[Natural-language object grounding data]
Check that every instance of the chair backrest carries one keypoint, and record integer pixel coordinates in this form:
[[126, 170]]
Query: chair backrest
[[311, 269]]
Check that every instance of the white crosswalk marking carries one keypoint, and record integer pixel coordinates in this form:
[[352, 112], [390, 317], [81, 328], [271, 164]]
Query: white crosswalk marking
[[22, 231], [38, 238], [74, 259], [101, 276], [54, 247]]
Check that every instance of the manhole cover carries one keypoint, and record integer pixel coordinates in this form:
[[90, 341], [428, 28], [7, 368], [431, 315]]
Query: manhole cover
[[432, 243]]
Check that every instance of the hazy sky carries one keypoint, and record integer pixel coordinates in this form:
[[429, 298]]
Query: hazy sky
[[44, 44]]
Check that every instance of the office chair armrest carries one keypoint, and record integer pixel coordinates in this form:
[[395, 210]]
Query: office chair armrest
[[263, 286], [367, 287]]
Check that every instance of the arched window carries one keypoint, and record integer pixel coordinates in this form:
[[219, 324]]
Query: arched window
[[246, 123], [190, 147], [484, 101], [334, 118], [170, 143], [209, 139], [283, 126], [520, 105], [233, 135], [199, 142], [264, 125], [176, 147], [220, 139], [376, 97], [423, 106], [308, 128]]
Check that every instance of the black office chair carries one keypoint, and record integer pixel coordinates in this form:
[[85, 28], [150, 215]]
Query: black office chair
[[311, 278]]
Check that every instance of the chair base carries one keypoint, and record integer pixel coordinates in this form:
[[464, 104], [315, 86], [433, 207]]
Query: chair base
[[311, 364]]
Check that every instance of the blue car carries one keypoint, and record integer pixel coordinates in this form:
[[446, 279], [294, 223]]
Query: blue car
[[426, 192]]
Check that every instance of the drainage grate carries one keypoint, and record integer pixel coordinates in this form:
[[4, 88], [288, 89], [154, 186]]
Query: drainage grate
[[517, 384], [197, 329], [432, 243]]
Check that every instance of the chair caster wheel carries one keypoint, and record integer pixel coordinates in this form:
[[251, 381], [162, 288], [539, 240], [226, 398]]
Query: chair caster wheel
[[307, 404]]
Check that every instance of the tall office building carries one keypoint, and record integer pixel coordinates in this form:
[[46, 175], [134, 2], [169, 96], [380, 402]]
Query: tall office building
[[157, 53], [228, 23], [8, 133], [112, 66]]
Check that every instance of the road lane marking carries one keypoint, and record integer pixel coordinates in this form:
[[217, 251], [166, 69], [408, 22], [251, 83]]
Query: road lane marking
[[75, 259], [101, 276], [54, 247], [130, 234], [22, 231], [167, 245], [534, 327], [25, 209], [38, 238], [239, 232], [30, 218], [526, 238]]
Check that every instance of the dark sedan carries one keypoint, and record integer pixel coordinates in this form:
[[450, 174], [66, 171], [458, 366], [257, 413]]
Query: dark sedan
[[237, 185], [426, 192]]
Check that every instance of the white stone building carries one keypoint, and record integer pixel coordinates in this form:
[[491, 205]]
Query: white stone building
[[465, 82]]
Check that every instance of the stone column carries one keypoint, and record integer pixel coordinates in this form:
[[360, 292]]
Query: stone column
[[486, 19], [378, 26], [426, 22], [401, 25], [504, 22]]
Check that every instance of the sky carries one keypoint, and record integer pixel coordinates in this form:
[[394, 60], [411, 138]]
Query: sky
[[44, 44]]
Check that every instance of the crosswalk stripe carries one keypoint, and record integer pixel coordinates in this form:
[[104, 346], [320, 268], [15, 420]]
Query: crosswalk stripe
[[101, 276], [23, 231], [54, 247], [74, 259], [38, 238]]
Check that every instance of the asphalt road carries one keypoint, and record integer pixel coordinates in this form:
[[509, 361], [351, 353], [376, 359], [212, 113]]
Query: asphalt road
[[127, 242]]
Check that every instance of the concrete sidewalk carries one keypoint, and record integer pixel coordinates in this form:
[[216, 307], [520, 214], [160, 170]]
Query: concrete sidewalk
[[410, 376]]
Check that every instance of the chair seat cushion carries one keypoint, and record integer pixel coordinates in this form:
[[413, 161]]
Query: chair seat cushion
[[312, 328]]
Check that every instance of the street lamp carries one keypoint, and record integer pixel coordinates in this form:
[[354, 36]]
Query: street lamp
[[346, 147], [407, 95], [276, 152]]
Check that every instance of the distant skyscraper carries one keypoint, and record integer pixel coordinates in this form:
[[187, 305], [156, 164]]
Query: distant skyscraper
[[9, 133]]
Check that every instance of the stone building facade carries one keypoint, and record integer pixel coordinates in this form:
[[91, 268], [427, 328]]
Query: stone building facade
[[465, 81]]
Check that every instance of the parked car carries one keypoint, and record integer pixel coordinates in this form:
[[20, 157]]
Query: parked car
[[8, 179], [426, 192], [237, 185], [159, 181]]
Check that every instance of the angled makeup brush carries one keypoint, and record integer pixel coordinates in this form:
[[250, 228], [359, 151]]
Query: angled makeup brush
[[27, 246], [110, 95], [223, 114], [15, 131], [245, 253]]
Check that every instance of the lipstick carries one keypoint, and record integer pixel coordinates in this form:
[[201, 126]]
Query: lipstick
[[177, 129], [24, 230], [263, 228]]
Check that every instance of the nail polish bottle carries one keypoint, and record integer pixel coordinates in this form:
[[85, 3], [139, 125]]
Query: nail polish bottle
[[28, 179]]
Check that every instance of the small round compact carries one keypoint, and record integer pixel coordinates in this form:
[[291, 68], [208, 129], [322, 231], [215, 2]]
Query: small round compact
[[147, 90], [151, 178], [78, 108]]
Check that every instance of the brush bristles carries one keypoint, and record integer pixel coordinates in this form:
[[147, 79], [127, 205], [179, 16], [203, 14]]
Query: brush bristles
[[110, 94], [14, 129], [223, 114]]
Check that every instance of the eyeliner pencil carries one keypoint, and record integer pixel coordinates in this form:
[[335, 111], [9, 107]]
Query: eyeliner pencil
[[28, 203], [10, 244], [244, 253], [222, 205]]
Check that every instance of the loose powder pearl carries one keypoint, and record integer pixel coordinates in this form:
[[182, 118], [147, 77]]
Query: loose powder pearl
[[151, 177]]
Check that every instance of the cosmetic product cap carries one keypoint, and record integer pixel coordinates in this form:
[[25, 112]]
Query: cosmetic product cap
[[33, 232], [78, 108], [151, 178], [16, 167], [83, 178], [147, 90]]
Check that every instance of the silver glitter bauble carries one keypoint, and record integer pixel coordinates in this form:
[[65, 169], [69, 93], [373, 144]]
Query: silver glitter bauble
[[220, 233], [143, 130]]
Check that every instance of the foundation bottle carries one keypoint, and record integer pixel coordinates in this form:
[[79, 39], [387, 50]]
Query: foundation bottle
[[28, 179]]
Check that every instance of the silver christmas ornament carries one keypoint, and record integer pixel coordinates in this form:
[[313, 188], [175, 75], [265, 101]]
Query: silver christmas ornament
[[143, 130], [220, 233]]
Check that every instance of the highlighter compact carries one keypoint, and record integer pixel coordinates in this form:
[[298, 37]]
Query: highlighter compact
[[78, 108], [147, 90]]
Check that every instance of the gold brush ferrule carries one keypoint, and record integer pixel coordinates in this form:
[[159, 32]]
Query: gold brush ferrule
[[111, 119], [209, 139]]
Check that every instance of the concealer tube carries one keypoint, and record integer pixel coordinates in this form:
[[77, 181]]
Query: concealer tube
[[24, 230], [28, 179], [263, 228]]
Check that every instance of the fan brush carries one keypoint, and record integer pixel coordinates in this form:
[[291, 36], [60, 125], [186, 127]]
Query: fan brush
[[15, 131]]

About this task => Look back at the entries above. Retype the line with "Check that every instance of the highlighter", the line with "Check that every instance of the gold", and all lines in between.

Solution to the exercise =>
Check that every instance of the highlighter compact carries one keypoint, and record integer pixel coordinates in this form:
[[298, 37]]
Query: highlighter compact
[[78, 108], [147, 90]]
Check that every instance of the gold brush ferrule carries one keypoint, and record integer pixel coordinates in this form:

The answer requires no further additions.